Instructions to follow: Retype every entry below without pictures.

[Image-grounded pointing data]

============

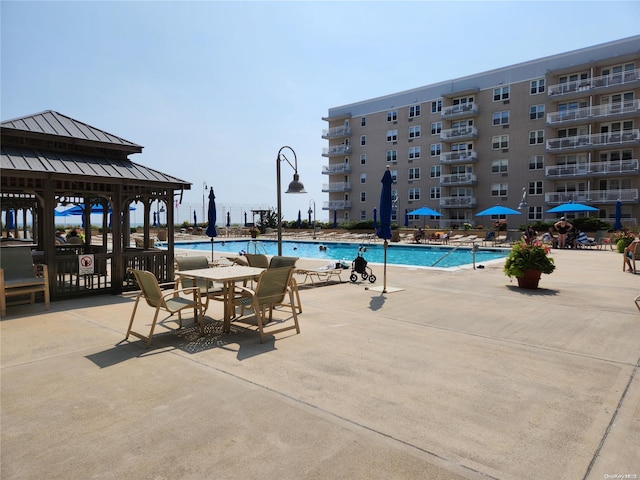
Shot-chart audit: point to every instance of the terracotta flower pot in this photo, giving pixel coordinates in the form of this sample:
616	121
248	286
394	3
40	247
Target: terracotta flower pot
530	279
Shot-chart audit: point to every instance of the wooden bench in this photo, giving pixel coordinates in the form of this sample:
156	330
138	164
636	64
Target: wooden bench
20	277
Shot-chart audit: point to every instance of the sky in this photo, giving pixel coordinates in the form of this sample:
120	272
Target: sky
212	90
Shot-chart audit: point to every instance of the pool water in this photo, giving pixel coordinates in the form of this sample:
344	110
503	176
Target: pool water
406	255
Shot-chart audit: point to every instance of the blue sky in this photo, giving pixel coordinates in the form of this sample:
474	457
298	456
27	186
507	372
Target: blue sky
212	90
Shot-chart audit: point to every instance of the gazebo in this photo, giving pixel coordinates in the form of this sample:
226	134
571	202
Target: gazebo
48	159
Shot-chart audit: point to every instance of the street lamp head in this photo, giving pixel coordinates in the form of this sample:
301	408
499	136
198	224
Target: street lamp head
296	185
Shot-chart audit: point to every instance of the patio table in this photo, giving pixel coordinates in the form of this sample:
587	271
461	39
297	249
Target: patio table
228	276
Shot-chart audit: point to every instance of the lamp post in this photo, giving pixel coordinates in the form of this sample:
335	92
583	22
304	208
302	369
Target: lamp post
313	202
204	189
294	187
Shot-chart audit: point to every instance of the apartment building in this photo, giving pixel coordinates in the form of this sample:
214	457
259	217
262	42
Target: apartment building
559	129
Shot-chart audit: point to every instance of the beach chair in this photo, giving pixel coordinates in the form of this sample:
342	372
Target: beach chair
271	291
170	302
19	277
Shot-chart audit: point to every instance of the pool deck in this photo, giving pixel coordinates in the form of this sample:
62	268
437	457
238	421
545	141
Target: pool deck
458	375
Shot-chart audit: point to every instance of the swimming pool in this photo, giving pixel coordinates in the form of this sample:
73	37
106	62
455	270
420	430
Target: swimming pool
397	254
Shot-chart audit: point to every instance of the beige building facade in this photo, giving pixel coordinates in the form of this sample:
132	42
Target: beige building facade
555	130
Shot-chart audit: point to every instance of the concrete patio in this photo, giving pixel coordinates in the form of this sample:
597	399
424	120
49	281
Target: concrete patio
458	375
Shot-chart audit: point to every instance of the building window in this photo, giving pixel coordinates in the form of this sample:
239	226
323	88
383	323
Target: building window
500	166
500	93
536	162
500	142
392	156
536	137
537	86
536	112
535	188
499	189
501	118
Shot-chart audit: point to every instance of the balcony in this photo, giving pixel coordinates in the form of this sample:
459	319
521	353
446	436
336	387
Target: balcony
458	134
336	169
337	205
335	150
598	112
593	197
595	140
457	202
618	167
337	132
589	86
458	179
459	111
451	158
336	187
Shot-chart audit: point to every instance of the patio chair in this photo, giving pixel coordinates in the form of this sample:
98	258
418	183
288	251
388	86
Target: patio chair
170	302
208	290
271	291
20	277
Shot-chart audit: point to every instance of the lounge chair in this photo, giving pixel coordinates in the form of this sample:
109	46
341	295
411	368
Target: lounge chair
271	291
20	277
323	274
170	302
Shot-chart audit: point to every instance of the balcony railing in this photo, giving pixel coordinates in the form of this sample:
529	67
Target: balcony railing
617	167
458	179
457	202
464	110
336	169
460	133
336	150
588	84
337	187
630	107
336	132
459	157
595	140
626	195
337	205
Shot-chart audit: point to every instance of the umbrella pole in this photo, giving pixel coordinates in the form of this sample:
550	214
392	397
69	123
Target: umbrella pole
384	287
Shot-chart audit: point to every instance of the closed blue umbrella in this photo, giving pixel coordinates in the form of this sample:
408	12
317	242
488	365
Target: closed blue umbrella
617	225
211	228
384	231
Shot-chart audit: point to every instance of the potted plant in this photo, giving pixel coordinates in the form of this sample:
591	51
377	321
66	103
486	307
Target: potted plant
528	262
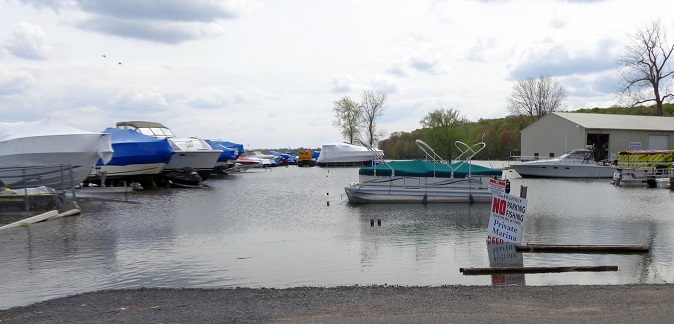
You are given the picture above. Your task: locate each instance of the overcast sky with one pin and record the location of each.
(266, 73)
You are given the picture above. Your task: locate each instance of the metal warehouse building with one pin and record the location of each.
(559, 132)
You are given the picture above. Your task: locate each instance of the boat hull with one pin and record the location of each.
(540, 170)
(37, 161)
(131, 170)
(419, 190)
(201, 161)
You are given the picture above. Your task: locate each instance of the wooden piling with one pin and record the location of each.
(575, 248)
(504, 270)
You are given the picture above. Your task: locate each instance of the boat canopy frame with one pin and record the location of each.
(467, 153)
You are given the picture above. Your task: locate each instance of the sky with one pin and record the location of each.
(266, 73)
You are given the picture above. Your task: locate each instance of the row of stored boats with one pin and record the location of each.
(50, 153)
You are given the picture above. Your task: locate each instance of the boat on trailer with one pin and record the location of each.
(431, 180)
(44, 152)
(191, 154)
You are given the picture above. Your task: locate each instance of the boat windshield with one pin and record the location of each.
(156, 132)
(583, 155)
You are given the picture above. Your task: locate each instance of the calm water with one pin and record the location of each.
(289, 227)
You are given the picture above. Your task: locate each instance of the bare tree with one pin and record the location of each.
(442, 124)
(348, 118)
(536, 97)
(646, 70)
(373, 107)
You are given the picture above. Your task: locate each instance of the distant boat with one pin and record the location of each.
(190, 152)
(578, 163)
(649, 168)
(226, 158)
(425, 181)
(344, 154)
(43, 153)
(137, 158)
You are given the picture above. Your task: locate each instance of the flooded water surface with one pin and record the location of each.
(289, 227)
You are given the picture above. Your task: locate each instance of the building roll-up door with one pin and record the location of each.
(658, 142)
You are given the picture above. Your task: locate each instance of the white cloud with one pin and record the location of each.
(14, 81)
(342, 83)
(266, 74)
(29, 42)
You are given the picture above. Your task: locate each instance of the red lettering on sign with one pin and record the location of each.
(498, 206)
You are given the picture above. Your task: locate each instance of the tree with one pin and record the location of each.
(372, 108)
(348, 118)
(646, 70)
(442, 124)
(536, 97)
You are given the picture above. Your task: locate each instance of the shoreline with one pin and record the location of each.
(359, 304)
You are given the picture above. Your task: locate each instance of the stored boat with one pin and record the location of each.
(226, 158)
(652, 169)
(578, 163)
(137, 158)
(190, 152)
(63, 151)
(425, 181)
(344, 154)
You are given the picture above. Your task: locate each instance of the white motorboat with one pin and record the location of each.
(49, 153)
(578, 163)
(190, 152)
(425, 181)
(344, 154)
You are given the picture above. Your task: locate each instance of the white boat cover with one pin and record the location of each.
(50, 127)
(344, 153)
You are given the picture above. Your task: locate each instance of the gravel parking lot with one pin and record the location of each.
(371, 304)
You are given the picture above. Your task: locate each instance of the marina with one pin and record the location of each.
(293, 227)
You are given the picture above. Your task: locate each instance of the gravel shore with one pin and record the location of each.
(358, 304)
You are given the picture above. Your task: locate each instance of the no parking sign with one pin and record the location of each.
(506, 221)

============

Result:
Shot-chart audit: point to every instance of the terracotta flower pot in this photo, giving pixel coordinates in the form of this sample:
616	121
248	286
394	3
40	247
Target: terracotta flower pot
530	279
Shot-chart audit: point to every instance of the wooden bench in this photo, giving pixel coordinates in the form of this sample:
156	330
138	164
636	64
Target: wooden bench
20	277
Shot-chart audit: point to every instance of the sky in this photo, giving pixel coordinates in the form of this sample:
120	272
Target: sky
212	90
Shot-chart audit: point to every instance of the pool water in this photo, giving pixel coordinates in the form of this sample:
344	110
503	176
Target: pool water
406	255
Shot-chart audit: point to every instance of the blue sky in this photo, giving pixel coordinates in the form of this sample:
474	457
298	456
27	186
507	372
Target: blue sky
212	90
Shot-chart audit: point to every instance of the gazebo in this photo, giving pixel coordinates in the form of this sample:
226	134
571	202
Target: gazebo
48	159
Shot-chart audit: point to every instance of the street lamp head in this photo, giving pixel coordinates in the form of this sample:
301	408
499	136
198	224
Target: street lamp head
296	185
Shot-chart audit: point to every instance of the patio table in this photo, giving pixel coordinates in the form of this sample:
587	271
461	39
297	249
Target: patio table
228	276
Shot-chart audit: point to every instance of the lamp post in this photo, giving pixel coordinates in the form of this sample:
335	92
583	22
304	208
302	369
Target: lamp post
313	202
204	189
294	187
Shot-chart audit: point to every instance of the apartment building in this photo, giving pixel coordinates in the form of this sample:
214	457
259	217
262	42
Target: apartment building
559	129
Shot-chart audit: point to every instance of the beach chair in this photo, giving pixel coordinates in the form of this sample:
342	372
Target: beach chair
271	291
170	302
19	277
Shot-chart audit: point to every instance of the pool deck in this photo, giving pixel coordinates in the form of this sample:
62	268
437	457
238	421
545	141
Target: pool deck
458	375
Shot-chart audit: point to every instance of the swimming pool in this photo, giving pixel coordinates in the form of this sample:
73	37
106	62
455	270
420	430
Target: swimming pool
397	254
Shot-chart audit: point to every instance of the beige building facade in this photo, giving pixel coordinates in the form of this sample:
132	42
Target: beige building facade
555	130
Shot-chart audit: point to every instance of the concrete patio in this photo, giving pixel coordinates in the form of this sample:
597	399
424	120
49	281
Target: concrete patio
458	375
Shot-chart audit: point to every instance of the building window in this photo, giving pixel coordinates in the form of this sample:
239	226
323	88
383	323
Target: building window
500	166
500	93
536	162
500	142
392	156
536	137
537	86
536	112
535	188
499	189
501	118
Shot-chart audit: point to every instance of the balcony in this photo, giving pixel coordinates in the form of this sample:
459	319
521	353
446	436
336	387
Target: balcony
458	134
336	169
337	205
335	150
598	112
593	197
595	140
457	202
618	167
337	132
589	86
458	179
459	111
451	158
336	187
Shot-chart audit: point to every instance of the patio chair in this photo, giving pixel coordinates in the form of this sample:
98	258
418	183
288	251
388	86
Target: patio chair
170	302
208	290
271	291
20	277
Shot-chart audit: point to every instance of the lounge chair in this photo, giving pixel coordinates in the form of this sample:
109	46
341	295
411	368
Target: lounge chair
271	291
20	277
323	274
170	302
Shot-chart audit: point to every instance of the balcony railing in this photo, giving pixel coordinates in the form of this sample:
529	67
Target: balcony railing
617	167
458	179
457	202
464	110
336	169
460	133
336	150
588	84
337	187
630	107
336	132
459	157
595	140
626	195
337	205
Shot-chart audit: point to every instance of the umbrella pole in this photo, giving pixel coordinates in the form of this sample:
550	214
392	397
69	123
Target: umbrella pole
384	287
Shot-chart audit: point to every instance of the closed blue umbrella in this photo, giving pixel coordinates in the form of this sample:
408	12
317	242
488	365
Target: closed blue umbrella
617	225
211	228
384	231
Shot-chart audit: point to every instance of the potted plant in this photo, giving pixel coordinates in the form of this sample:
591	51
377	321
66	103
486	307
Target: potted plant
528	262
You are given the picture above. Your task: locate each instance of the overcast sky with one pin and record the location of each.
(266, 73)
You are given the picture above. Your task: locate each instance of the metal warehouse building with one pin and record the location of each.
(559, 132)
You are given the picture above. Your task: locate each instance of the boat hull with one pin and record the location of each.
(540, 170)
(37, 161)
(131, 170)
(419, 190)
(201, 161)
You are given the picture above. Your task: locate each instance of the wooden piling with one pin and record the location of each.
(575, 248)
(504, 270)
You are given the picture above. Your task: locate each instance of the boat canopy frame with one pin and record the location of each.
(467, 153)
You are given the picture above. Your task: locate each instance of the sky with one pin and record the location of each.
(266, 73)
You are given the picture above. Your task: locate each instance of the row of stored boats with one pin and record the location of each.
(50, 153)
You are given the picture above. Your task: locate each instance of the boat on trailer with one pin and record the location of each.
(431, 180)
(44, 152)
(191, 154)
You are given the picture above. Your task: locate each instance of the boat windshield with one pin and record the location of each.
(156, 132)
(583, 155)
You are given the picture above. Your task: locate each instance of the calm water with one pin and record the location of each.
(289, 227)
You are given the picture above. Your task: locate each instance of the bare tree with one pin and record the location of each.
(442, 124)
(348, 118)
(536, 97)
(646, 70)
(373, 107)
You are given the picture above. Your task: locate each instance of the distant boat with one pin and record the location of each.
(190, 152)
(578, 163)
(649, 168)
(226, 158)
(425, 181)
(344, 154)
(43, 153)
(137, 158)
You are given the picture above. Your task: locate each instance of the flooded water surface with one pin and record the location of each.
(289, 227)
You are given the picture above. Your task: locate each instance of the building roll-up door with one pin and record the location of each.
(658, 142)
You are given the picture above. Your task: locate each instance of the white cloud with one pin and record the location of each.
(14, 81)
(342, 83)
(266, 74)
(29, 42)
You are given the picture above. Your task: locate each instance of the red lettering on sign with one pin and record the location of each.
(498, 206)
You are given the picture above. Your task: locate each instance of the tree with one pin and record the location of each.
(372, 108)
(348, 118)
(646, 70)
(442, 124)
(536, 97)
You are given the picture above. Your task: locate each instance of the shoreline with one pin and record the location of each.
(359, 304)
You are given the picture above. Your task: locate each instance of the stored boat with one pin and record the location of each.
(226, 158)
(652, 169)
(578, 163)
(137, 158)
(190, 152)
(63, 151)
(425, 181)
(344, 154)
You are given the picture above. Your task: locate each instance of the white motorboat with one pin and record the location of each.
(49, 153)
(578, 163)
(190, 152)
(425, 181)
(344, 154)
You are given the picture above. Your task: locate each instance of the white boat cover with one pin and record the location of each.
(50, 127)
(344, 153)
You are given the picture above. Your task: locate each instance of the gravel parking lot with one pin and record the location of each.
(371, 304)
You are given the picture above. Your task: locate each instance of the marina with one pin and record the location of each.
(293, 227)
You are given the picture above. Your task: locate each instance of the gravel shore with one pin and record the location of each.
(358, 304)
You are given the picture above. Your task: locate each instance of the no parking sign with one pin and record the location of each.
(506, 221)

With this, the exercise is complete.